··· Dataset records ···

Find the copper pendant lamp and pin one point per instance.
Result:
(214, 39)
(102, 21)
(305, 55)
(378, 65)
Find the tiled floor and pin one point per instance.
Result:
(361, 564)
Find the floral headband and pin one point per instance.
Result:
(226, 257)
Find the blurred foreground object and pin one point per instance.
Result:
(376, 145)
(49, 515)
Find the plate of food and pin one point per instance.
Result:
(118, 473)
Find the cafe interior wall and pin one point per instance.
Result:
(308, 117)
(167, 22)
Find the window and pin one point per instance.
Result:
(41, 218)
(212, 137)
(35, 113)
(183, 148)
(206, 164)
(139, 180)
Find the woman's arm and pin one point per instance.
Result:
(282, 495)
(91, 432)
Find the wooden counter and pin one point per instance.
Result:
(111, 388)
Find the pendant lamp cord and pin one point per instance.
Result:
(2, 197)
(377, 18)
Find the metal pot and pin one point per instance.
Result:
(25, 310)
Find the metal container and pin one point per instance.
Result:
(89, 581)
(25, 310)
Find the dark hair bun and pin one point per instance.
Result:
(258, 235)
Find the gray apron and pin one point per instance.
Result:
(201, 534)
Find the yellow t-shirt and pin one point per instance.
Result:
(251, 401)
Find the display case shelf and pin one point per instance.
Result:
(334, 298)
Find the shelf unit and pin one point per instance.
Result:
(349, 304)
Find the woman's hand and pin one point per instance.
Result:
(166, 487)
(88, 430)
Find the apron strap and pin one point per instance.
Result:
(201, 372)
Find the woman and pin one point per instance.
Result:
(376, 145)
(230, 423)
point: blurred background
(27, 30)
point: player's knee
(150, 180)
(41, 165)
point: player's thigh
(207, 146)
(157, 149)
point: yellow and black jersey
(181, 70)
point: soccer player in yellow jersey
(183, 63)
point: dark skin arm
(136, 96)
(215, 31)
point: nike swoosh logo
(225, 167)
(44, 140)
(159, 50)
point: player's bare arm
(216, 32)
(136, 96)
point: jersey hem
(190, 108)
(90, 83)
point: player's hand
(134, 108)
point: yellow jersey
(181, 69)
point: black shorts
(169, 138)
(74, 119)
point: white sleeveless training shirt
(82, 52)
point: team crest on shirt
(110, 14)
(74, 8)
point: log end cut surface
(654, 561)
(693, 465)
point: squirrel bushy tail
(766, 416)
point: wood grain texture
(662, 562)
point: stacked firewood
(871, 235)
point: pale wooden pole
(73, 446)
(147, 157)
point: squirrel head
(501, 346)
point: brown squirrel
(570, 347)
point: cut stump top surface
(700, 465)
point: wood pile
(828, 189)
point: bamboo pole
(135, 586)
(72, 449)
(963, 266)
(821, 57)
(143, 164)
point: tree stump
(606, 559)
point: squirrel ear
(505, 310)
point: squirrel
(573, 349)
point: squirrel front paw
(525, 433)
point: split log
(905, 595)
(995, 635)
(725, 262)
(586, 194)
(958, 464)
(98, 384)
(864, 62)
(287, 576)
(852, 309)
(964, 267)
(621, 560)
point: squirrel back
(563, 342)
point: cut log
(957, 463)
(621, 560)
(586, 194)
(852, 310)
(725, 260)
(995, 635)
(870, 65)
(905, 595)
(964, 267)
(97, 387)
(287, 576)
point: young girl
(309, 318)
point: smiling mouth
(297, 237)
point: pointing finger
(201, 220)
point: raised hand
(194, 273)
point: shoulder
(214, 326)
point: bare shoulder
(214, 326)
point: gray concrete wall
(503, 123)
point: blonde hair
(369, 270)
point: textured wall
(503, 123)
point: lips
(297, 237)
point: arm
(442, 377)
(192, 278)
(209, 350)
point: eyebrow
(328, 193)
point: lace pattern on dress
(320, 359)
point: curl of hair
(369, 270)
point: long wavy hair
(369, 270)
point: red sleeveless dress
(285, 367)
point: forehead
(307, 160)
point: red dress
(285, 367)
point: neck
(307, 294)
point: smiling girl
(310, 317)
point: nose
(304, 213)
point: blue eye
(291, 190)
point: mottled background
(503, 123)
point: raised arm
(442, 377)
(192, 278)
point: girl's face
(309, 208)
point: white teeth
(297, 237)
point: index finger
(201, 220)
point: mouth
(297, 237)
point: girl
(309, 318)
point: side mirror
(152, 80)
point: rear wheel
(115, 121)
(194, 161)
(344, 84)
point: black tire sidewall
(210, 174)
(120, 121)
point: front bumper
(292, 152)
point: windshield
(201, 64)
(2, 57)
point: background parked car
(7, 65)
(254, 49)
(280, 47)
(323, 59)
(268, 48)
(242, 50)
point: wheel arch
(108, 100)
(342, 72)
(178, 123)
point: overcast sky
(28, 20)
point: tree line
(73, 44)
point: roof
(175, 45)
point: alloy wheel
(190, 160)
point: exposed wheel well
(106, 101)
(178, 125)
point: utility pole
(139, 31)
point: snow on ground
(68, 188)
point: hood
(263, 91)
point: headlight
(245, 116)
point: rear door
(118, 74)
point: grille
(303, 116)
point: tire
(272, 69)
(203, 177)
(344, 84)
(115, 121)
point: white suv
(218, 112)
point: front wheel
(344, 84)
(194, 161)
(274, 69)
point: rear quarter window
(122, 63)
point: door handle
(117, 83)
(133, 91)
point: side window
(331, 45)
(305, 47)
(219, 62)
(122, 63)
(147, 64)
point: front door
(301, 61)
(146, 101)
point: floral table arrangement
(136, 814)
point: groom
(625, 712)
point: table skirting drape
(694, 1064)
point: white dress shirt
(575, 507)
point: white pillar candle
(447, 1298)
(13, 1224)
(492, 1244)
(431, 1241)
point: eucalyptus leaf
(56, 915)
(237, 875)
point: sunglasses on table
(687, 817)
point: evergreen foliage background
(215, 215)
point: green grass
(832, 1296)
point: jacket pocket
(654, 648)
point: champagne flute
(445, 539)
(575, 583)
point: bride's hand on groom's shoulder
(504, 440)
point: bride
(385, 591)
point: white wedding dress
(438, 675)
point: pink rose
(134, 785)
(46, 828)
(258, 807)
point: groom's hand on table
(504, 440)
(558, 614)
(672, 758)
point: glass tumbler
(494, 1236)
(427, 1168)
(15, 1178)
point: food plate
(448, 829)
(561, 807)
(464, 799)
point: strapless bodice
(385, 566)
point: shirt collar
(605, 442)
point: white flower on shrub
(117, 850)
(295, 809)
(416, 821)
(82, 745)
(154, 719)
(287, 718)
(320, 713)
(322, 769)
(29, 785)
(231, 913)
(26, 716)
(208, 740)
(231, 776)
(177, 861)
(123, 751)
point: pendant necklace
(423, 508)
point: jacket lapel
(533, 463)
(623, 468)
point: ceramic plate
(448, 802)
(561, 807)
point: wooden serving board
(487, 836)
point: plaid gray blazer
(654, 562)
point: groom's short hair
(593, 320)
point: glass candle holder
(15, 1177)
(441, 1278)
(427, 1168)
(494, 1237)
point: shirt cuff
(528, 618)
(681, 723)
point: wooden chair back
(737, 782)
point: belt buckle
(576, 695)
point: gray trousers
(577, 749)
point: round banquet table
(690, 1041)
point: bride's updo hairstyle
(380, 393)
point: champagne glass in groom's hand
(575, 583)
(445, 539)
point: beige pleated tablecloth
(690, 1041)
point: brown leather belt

···

* Task statement: Output only the count of lines in the data containing "metal".

* Solution below: 2